## Stated exercise
Pick out and copy every line in the records that contains the string "ground". Case counts.

Position identification records:
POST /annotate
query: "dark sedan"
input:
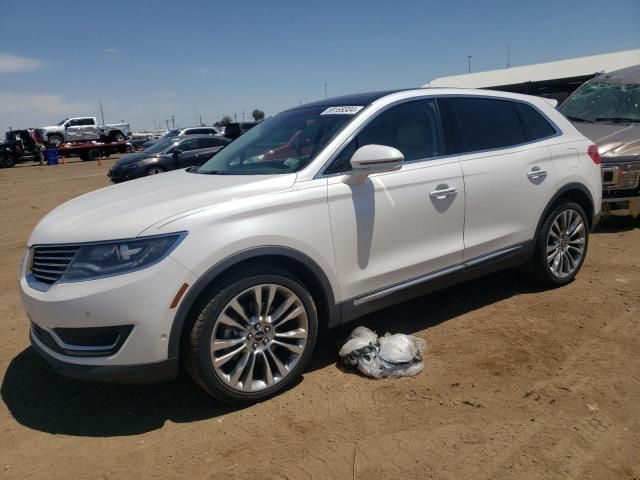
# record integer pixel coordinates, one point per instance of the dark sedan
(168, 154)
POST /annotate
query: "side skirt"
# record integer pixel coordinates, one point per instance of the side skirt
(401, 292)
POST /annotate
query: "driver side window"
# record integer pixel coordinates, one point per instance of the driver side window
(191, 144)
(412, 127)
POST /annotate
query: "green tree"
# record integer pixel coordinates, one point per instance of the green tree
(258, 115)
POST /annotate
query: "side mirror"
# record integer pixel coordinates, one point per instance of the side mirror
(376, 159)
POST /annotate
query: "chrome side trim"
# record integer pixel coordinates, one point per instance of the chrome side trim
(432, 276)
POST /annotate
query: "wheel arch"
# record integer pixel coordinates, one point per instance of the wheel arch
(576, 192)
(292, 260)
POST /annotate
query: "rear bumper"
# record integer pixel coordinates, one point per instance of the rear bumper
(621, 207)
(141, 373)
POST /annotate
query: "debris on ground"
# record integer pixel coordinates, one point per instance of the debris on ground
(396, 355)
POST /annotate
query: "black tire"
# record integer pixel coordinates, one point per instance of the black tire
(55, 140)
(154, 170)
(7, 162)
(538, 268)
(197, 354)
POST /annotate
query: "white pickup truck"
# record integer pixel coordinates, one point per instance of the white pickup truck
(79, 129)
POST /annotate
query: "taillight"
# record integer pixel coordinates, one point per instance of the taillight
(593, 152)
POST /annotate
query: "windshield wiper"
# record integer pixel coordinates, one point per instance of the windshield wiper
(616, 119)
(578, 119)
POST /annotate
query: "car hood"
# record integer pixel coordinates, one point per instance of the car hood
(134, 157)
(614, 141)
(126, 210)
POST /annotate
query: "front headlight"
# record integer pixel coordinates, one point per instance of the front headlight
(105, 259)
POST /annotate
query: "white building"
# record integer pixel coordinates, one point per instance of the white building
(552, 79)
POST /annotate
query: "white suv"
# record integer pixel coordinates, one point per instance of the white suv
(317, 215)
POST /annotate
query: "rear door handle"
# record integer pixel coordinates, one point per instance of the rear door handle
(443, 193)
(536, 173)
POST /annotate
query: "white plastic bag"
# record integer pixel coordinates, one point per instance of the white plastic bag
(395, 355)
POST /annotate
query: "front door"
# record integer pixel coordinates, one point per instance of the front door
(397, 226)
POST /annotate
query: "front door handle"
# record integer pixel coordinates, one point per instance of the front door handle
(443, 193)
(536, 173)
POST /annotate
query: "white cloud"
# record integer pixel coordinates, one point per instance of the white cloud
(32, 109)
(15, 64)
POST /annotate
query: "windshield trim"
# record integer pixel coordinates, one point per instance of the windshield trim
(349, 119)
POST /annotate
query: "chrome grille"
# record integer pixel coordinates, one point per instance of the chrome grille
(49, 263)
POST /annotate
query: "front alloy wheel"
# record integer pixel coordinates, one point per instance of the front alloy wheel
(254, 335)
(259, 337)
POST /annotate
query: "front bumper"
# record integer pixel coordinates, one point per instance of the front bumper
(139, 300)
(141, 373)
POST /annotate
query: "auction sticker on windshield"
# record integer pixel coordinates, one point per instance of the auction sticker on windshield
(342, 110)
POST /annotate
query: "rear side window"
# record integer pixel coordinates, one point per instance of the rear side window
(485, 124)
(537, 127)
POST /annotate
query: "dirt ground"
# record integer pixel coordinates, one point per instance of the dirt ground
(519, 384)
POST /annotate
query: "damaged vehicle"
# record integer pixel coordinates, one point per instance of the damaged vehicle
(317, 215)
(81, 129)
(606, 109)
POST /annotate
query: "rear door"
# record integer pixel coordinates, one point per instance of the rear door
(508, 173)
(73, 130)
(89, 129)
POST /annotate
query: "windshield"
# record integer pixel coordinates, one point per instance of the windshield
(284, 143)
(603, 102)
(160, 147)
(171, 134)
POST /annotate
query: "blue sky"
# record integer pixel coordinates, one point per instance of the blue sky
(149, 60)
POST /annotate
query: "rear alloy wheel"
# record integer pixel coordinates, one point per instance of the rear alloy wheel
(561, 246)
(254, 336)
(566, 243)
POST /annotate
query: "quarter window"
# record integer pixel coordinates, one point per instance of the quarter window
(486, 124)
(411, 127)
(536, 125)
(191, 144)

## Response
query: "debris on ground"
# record integer pixel coordinates, one point per instance of the debris on ground
query: "dirt ground"
# record integer pixel coordinates, one point per instance of the dirt ground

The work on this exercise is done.